In una prospettiva storica, le teorie del complotto non costituiscono un fenomeno nuovo e perlopiù passa molto tempo prima che riescano a infiltrarsi nella società. Con l’ascesa della politica post-fattuale, elementi ripresi da teorie complottiste di destra hanno nuovamente il vento in poppa.

A un certo momento, durante una delle ultime crisi del XXI secolo, siamo scivolati nell’era della post-verità, e sembra che molti siano diventati ciechi (dall’occhio destro). Nell’ultimo ventennio, nell’Europa centrale ma anche negli Stati Uniti, diversi avvenimenti hanno dato nuova linfa alle teorie complottiste: l’11 settembre, ad esempio, che ha favorito il diffondersi di una mentalità complottista (di destra), oppure il rafforzamento del populismo nativista, gli attacchi terroristici di estrema destra motivati da teorie complottiste, nonché il (ri)emergere di orientamenti di destra e la loro infiltrazione nella società, che si riflette in maniera evidente nell’utilizzo di concetti come quello della «sostituzione» nella dialettica politica sulla migrazione, come pure nei controversi dibattiti sul fenomeno migratorio in sé.

• [CONSEGNA]: Riscrivi in forma di elenco puntato, per favore, il paragrafo del testo sulle teorie del complotto che comincia con «A un certo momento», mantenendone i fatti principali.

• [DATI]:
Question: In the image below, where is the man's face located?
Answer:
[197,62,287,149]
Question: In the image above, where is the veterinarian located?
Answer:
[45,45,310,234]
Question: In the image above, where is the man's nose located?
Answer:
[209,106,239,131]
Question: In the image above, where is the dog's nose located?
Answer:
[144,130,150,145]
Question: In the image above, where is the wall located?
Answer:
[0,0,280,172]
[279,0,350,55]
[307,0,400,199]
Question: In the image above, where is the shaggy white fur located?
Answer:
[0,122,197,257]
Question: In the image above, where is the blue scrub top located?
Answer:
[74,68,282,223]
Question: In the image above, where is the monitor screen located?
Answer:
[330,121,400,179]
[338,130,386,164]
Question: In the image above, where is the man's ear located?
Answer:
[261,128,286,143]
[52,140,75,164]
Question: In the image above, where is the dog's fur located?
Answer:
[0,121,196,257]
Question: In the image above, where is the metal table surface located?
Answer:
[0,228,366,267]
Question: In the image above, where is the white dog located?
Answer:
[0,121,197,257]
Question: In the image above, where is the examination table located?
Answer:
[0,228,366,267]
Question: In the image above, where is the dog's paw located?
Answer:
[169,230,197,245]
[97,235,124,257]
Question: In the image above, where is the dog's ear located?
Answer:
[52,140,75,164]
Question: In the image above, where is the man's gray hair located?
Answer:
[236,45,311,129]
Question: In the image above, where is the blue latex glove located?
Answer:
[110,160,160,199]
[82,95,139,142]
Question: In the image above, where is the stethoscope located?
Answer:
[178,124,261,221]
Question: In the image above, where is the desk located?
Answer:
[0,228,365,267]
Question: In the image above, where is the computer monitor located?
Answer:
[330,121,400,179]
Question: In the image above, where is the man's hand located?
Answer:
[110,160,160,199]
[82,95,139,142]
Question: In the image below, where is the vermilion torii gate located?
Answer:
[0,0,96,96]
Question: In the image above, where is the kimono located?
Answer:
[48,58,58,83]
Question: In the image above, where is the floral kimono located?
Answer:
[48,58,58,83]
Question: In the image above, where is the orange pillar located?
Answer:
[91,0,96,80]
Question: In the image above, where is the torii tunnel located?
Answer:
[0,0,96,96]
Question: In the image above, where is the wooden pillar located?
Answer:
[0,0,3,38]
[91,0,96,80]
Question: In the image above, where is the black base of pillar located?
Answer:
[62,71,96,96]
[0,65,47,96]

• [RISPOSTA]:
- Durante una delle ultime crisi del XXI secolo siamo entrati nell'era della post-verità, e molti sembrano diventati ciechi (dall'occhio destro).
- Negli ultimi vent'anni, in Europa centrale e negli Stati Uniti, diversi avvenimenti hanno rilanciato le teorie complottiste:
  - l'11 settembre, che ha favorito la diffusione di una mentalità complottista (di destra);
  - il rafforzamento del populismo nativista;
  - gli attacchi terroristici di estrema destra motivati da teorie complottiste;
  - il (ri)emergere di orientamenti di destra e la loro infiltrazione nella società. Questa infiltrazione è evidente nell'uso del concetto di «sostituzione» nel dibattito politico sulla migrazione e nei controversi dibattiti sul fenomeno migratorio stesso.